# [TEXTAUSZUG]
=-=-=-=-=

Denn die Aussage Jesu lautet nicht: Ihr sollt gute Frucht bringen, sondern ihr werdet gute Frucht bringen, ich habe euch dazu bestimmt, wenn ihr in mir bleibt, wenn ihr mit mir verbunden bleibt.

Wir feiern seit dem 31. Oktober 2016 das Reformationsjubiläum. 2017 jährt sich der Thesenanschlag Martin Luthers zum 500. Mal.
„Wie kriege ich einen gnädigen Gott?“ Das mag heute nicht mehr die Frage der meisten Menschen sein. „Wie kann ich gut genug sein? Wie schaffe ich es, dazuzugehören?“ Diese Fragen treiben Menschen heute um. Präses Annette Kurschus äußerte die Befürchtung, dass viele ihren Wert von Erfolg und Anerkennung abhängig machen. „Dahinter steckt eine große Unfreiheit.“
Luthers große, befreiende Erkenntnis steht dem entgegen: Ich bin wertvoll und geliebt, unabhängig von Erfolg und Beliebtheit.

Aus dieser Freiheit heraus kann auch eine große Freiheit im Umgang mit anderen entstehen: Nicht ich bin diejenige, die über andere zu urteilen hat. „Mit deinem Urteil verurteilst du dich selbst!“, heißt es in Römer 2,1.
Ich bin erwählt.
Andere sind es auch!
Das schmälert nicht den Wert meiner Erwählung.

Liedstrophe:
Wo Menschen sich vergessen, die Wege verlassen, und neu beginnen, ganz neu, da berühren sich Himmel und Erde, dass Friede werde unter uns, da berühren sich Himmel und Erde, dass Friede werde unter uns.
ERWÄHLT bleibt erwählt?!

=-=-=-=-=

# [Einträge aus einer Sammlung]
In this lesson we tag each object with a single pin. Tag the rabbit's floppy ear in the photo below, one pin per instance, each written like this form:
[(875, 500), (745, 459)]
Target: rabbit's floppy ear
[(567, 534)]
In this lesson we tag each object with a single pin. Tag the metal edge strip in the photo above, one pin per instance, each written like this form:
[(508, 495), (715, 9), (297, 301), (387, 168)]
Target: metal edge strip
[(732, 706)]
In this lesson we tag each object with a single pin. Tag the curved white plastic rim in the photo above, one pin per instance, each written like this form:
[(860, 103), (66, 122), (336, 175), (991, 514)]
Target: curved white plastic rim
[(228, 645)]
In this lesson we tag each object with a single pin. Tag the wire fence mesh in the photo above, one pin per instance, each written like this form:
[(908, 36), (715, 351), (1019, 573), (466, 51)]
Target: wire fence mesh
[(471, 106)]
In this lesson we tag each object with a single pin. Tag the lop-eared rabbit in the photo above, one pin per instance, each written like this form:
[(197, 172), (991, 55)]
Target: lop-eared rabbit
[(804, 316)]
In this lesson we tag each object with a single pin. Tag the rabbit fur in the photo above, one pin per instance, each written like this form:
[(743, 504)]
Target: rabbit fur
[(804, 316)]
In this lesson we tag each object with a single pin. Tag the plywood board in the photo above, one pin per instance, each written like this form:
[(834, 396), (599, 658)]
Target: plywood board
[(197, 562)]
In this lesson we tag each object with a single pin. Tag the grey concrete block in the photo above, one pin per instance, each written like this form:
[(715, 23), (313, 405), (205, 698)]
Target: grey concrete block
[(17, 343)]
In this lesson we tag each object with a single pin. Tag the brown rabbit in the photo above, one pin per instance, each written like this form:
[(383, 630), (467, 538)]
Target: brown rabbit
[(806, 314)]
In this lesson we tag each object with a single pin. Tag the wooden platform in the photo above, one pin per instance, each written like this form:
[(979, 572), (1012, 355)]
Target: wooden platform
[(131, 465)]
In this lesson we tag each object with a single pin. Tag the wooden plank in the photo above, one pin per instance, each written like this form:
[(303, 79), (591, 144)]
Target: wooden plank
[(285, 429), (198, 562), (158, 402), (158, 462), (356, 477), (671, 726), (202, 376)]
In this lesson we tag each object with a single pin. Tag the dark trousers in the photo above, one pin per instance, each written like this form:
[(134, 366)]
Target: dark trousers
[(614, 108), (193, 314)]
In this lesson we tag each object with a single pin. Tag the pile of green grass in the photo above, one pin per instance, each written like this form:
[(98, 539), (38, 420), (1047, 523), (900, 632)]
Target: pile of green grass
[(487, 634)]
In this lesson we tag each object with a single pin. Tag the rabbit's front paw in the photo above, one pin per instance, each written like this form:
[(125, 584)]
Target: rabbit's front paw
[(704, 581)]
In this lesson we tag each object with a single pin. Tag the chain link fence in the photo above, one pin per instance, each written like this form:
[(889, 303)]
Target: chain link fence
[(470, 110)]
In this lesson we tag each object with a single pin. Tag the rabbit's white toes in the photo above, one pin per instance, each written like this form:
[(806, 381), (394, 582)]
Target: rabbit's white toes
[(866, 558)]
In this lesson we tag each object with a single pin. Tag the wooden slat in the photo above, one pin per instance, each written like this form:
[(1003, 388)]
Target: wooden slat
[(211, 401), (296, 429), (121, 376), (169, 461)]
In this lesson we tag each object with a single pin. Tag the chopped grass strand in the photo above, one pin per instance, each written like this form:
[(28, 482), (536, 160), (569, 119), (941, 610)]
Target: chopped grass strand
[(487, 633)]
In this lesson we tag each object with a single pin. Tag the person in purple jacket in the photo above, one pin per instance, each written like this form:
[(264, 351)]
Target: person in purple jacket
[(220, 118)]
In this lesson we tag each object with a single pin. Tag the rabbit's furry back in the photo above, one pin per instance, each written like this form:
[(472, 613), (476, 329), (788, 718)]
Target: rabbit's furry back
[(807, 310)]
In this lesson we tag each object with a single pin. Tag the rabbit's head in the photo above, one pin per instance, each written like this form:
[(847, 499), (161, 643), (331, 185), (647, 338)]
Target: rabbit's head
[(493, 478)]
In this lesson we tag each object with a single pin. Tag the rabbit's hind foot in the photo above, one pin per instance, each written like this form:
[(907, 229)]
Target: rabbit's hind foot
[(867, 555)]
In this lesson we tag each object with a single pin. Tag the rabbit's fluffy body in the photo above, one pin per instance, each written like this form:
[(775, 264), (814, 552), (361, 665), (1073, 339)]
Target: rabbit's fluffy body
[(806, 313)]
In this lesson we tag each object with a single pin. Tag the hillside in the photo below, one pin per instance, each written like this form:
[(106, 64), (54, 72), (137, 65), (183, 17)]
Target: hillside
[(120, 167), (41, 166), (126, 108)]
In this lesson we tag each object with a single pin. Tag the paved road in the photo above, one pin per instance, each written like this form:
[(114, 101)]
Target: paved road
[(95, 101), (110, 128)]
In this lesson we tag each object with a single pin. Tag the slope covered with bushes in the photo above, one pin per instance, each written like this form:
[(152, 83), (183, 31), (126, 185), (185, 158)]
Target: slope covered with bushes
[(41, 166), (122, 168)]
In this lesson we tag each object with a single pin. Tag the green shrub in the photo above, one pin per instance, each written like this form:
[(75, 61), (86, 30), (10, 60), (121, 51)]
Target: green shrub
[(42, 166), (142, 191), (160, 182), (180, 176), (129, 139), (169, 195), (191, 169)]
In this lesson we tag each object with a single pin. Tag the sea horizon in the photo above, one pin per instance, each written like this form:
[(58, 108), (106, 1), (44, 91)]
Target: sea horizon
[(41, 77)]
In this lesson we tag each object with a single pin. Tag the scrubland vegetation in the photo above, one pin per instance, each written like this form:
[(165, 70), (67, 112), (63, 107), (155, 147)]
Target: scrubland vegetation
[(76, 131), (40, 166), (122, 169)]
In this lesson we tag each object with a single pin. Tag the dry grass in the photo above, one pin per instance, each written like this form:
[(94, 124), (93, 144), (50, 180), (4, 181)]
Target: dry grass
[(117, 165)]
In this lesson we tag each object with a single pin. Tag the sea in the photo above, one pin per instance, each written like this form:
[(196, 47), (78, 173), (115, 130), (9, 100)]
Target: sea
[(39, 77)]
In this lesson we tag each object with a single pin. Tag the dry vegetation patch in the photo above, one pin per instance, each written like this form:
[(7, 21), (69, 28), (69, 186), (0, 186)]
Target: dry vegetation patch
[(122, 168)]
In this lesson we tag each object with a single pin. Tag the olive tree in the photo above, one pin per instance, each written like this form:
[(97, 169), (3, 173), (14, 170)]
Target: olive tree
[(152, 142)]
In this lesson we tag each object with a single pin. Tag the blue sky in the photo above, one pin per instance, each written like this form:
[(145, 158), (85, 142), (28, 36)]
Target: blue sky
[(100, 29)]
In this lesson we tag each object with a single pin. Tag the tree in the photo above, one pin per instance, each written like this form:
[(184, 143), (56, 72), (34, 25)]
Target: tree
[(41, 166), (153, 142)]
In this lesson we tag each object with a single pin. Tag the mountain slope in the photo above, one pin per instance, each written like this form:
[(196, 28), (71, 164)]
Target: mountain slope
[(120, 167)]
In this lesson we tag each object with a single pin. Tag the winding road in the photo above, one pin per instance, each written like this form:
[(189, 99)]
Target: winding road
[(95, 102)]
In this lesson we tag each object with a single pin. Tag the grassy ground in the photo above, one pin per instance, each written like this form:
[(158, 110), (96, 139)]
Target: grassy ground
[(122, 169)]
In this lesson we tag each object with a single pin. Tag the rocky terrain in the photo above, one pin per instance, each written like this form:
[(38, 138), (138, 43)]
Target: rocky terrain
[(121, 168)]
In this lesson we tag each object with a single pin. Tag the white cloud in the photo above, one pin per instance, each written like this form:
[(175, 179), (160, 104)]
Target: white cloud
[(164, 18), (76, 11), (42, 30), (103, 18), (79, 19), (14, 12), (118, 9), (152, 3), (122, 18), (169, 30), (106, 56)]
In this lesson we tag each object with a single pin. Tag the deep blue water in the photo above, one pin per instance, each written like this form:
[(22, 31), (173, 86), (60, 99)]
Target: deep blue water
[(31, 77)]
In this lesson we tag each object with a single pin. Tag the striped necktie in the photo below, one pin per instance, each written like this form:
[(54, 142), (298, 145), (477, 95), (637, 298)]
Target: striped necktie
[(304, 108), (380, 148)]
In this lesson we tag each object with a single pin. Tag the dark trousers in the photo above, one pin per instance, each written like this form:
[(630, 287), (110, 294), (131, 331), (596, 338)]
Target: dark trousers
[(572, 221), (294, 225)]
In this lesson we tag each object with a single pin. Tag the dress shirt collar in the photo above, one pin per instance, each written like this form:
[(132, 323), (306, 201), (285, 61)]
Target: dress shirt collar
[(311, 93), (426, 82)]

=-=-=-=-=

# [AUFGABEN ZUM MATERIAL]
1. Prüfe, ob die folgenden Aussagen mit dem Textauszug über Erwählung übereinstimmen. Antworte jeweils mit Ja oder Nein und zitiere die entscheidenden Worte wörtlich.
(a) Jesus sagt: Ihr sollt gute Frucht bringen.
(b) Das Reformationsjubiläum wird seit dem 31. Oktober 2016 gefeiert.
(c) Dass andere erwählt sind, schmälert den Wert der eigenen Erwählung.
2. Setze den Textauszug über Erwählung im Anschluss an seine letzte Zeile fort.

# [ERWARTETE ANTWORTEN]
1.
(a) Nein: „Denn die Aussage Jesu lautet nicht: Ihr sollt gute Frucht bringen, sondern ihr werdet gute Frucht bringen“
(b) Ja: „Wir feiern seit dem 31. Oktober 2016 das Reformationsjubiläum.“
(c) Nein: „Das schmälert nicht den Wert meiner Erwählung.“

2.
Luther sei ein großes Vorbild für ihn, sagt Dortmunds Ex-Trainer Jürgen Klopp,
einer der Reformationsbotschafter.
Aber war er wirklich in jeder Hinsicht ein Vorbild?
Im Bauernkrieg spielte er eine verhängnisvolle Rolle, die möglicherweise viele Menschen das Leben gekostet hat.
Seine hasserfüllten Worte gegen die Juden hatten schlimme Auswirkungen und machen uns bis heute zu schaffen.
Doch stellen diese Irrtümer seine Erwählung in Frage?

Noch schwieriger wird es, wenn wir nach der Rolle von Judas fragen.
Wir werden gleich miteinander das Abendmahl feiern und es mit den Worten einsetzen: „Jesus, in der Nacht, als er verraten wurde!“
Es gibt einen Verräter, einen, der verantwortlich für seine Auslieferung an die Gegner ist: Judas, einer seiner Freunde.
Vom „Judaskuss“ ist bis heute die Rede.
Und dennoch: Judas nahm am letzten Mahl Jesu mit seinen Jüngern teil. Er war nicht ausgegrenzt. Blieb er erwählt oder wurde er verworfen?

EINE FRAGE ZUM Diskutieren:
– „Niemand wird sie aus meiner Hand reißen“, heißt es in Johannes 10,26.
– Gilt das auch für den betreffenden Menschen selbst?
– Kann man die „Erwählung“ verspielen“?

WERDEN alle Gebete erhört?

… „so dass euch gegeben wird, worum ihr Gott in meinem Namen bitten werdet“, so endet unser Vers im Johannesevangelium.
Ich habe mich gefragt:
Gibt es falsche und richtige Bitten?
Gebete, die egoistisch sind, und deshalb nicht erhört werden?
Ich erinnere mich an das Gebet einer Mutter, deren erwachsenes Kind schwer erkrankt war. Trotz intensiver Bitten starb die junge Frau.
Allgemeine Weisheiten wie „Das Leben geht weiter!“ helfen hier nicht weiter.
Ich fürchtete um die Mutter, doch sie hielt umso fester an ihrem Glauben fest.
Dadurch habe ich gemerkt: Lebenswege sind etwas sehr Persönliches. Der Weg, den Gott mit jedem einzelnen Menschen geht, entzieht sich der Bewertung von außen.
Wir können nur um Gottes Segen für unseren Weg bitten, wie er auch ausfallen mag.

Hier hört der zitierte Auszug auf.